**EXERCISE DETAILS:**
Copy out every line in the records below that contains the string "wall". Letter case matters.

Image box annotation records
⟨
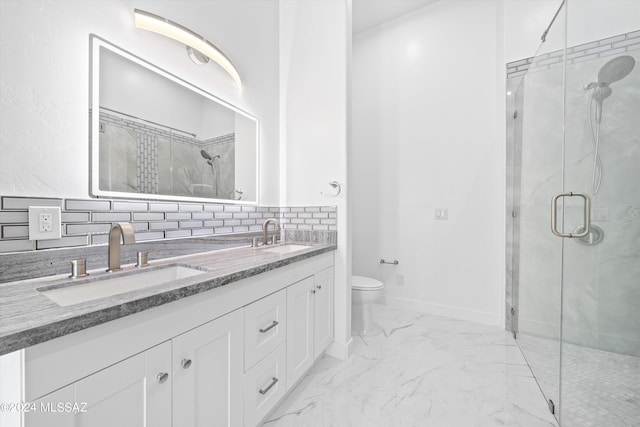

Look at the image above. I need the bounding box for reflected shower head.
[591,86,613,104]
[200,150,211,160]
[598,55,636,86]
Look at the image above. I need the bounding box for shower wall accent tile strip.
[507,31,640,79]
[0,196,338,253]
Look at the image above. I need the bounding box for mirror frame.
[89,34,260,205]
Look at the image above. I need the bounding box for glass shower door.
[560,0,640,427]
[512,0,565,422]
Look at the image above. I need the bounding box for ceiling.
[352,0,438,34]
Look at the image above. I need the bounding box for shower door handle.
[551,192,591,238]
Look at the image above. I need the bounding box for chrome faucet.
[107,222,136,272]
[262,218,280,245]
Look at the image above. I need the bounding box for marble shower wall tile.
[507,31,640,355]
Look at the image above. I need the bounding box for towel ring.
[320,181,342,197]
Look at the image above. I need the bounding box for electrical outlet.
[434,208,449,219]
[38,213,53,233]
[29,206,62,240]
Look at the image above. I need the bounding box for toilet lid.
[351,276,384,291]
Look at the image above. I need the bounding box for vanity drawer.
[244,289,287,372]
[244,343,287,427]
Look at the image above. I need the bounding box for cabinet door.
[74,341,172,427]
[172,310,244,427]
[313,268,333,359]
[287,276,315,389]
[25,342,171,427]
[24,384,77,427]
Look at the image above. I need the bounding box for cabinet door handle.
[259,377,278,394]
[157,372,169,384]
[258,320,278,334]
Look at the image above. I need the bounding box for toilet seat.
[351,276,384,291]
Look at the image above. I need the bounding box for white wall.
⟩
**EXERCISE RESPONSE:**
Look at the image above. I need the bounding box for shower wall accent tile strip.
Look at the image above. I need the bounding box for marble shower wall tile.
Look at the image above. I need the bounding box for white wall.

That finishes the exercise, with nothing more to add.